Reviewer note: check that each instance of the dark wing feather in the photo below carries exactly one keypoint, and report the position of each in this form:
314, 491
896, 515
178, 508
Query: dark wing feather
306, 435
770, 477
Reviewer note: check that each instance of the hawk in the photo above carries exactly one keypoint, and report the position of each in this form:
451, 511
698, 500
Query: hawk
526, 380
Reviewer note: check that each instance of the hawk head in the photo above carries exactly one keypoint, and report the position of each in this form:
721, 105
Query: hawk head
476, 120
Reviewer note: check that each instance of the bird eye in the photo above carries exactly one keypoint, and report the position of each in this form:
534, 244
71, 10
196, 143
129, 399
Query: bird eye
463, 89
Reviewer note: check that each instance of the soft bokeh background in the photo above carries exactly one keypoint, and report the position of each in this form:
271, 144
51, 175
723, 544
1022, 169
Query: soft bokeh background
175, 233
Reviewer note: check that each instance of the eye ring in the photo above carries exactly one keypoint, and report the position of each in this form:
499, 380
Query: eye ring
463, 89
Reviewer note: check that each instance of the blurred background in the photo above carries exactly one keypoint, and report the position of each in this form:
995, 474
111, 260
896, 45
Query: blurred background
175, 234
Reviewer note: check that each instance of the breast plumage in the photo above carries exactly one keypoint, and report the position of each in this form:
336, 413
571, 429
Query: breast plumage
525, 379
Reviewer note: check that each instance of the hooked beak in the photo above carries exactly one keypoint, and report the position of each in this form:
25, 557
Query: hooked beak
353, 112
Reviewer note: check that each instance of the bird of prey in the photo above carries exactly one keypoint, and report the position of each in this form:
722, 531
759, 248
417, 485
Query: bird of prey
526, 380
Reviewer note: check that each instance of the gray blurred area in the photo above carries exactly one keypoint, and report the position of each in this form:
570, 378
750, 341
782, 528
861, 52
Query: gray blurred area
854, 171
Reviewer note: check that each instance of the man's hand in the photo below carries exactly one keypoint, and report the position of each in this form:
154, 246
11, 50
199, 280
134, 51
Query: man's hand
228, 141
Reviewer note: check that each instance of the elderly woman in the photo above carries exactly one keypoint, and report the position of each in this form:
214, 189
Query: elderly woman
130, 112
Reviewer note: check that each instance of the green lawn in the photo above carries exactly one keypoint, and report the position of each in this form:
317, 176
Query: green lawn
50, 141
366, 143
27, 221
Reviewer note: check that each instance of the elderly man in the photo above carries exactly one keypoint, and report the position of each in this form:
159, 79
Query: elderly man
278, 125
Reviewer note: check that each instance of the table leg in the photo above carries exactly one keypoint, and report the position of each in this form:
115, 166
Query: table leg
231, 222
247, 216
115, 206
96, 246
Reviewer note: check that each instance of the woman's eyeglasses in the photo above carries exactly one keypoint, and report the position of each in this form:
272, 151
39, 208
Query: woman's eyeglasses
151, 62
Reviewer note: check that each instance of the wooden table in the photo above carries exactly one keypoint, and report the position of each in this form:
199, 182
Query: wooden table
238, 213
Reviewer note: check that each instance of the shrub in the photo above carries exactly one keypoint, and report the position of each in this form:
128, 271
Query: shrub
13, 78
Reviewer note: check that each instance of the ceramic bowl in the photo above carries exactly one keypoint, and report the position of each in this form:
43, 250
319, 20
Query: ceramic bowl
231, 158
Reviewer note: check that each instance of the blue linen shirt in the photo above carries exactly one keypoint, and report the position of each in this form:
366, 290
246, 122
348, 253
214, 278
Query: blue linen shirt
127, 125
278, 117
━━━━━━━━━━━━━━━━━━━━━━━━━━━━━━
• **Written task**:
Copy all data exactly, start to finish.

• **Solution**:
Reviewer note: check that each instance of the dark wing feather in the photo below carries exactly one keypoint, and report the position of each in this form:
314, 491
896, 515
178, 508
Query: dark wing feather
306, 435
770, 477
Reviewer note: check that each instance of the hawk in the photo above carries exactly one keypoint, and report the position of each in this form:
451, 511
698, 500
Query: hawk
526, 380
Reviewer note: check that each instance of the hawk head in the photo above carries exactly one keypoint, and report the position of each in this form:
721, 105
Query: hawk head
476, 120
Reviewer note: check that each instance of the bird eye in the photo above carries exactly one keypoint, and report the position of each in this form:
534, 244
71, 10
196, 143
129, 399
Query: bird eye
463, 89
Reviewer note: check that each instance of the soft bokeh background in the photo above carries exactly one keypoint, and report the position of each in this form:
271, 144
51, 175
723, 544
1022, 169
Query: soft bokeh background
175, 233
Reviewer note: check that each instance of the eye ring in the photo above carries exactly one keypoint, and report the position of each in this form:
499, 380
Query: eye ring
463, 89
Reviewer note: check that each instance of the blurred background in the photo above carries exactly one keypoint, and report the position of each in this form:
995, 474
111, 260
896, 45
Query: blurred background
175, 234
Reviewer note: check that each instance of the breast plumage in the photo above carries exactly one keypoint, and report the position of each in this form:
336, 413
571, 429
Query: breast plumage
525, 379
Reviewer note: check that each instance of the hooked beak in the photo above carries exactly one keypoint, and report the position of each in this form:
25, 557
Query: hooked beak
353, 112
Reviewer note: check that each instance of the bird of prey in the photo above carries exactly one keypoint, and report the position of each in this form:
722, 531
759, 248
417, 485
Query: bird of prey
526, 380
Reviewer note: check that each instance of the gray blurred area in the photo above carries exactly one keypoint, and report the position of each in this form:
570, 378
750, 341
782, 528
861, 52
Query: gray blurred area
854, 171
Reviewer note: check that each instance of the man's hand in the photo below carries exactly one keypoint, and report the position of each in this form:
154, 246
11, 50
199, 280
134, 51
Query: man's hand
228, 141
Reviewer note: check that each instance of the elderly woman in the photo above carries exactly one keypoint, and report the position of each in this form:
214, 189
Query: elderly woman
130, 112
Reviewer note: check that each instance of the green lawn in the photo above carries exactly one keypoint, and report the position of each in this form:
317, 176
Query: green lawn
50, 141
366, 143
27, 221
Reviewer note: check that each instance of the elderly man in the photo above carries exactly one keypoint, and report the position of each in this form:
159, 79
Query: elderly man
278, 125
Reviewer note: check that each instance of the table leg in the photo above carries exactly one keypoint, and report the position of each in this form:
115, 166
Query: table leg
231, 222
247, 216
115, 206
96, 246
Reviewer note: check that each instance of the woman's eyeglasses in the photo above carries exactly one keypoint, and report the position of each in this form:
272, 151
39, 208
Query: woman's eyeglasses
151, 62
Reviewer note: check that each instance of the wooden table in the photo above carries exactly one keypoint, and report the position of each in this form:
199, 182
Query: wooden table
238, 213
Reviewer note: check that each instance of the shrub in the photo above carries exactly one keypoint, and report the position of each in this form:
128, 271
Query: shrub
13, 78
Reviewer note: check that each instance of the ceramic bowl in the photo above carries exactly one keypoint, and report the position of each in this form:
43, 250
319, 20
Query: ceramic bowl
231, 158
Reviewer note: check that each instance of the blue linen shirt in the photo above carries exactly one keypoint, and report the position of each in this form:
366, 290
246, 122
348, 253
214, 278
Query: blue linen shirt
127, 125
278, 117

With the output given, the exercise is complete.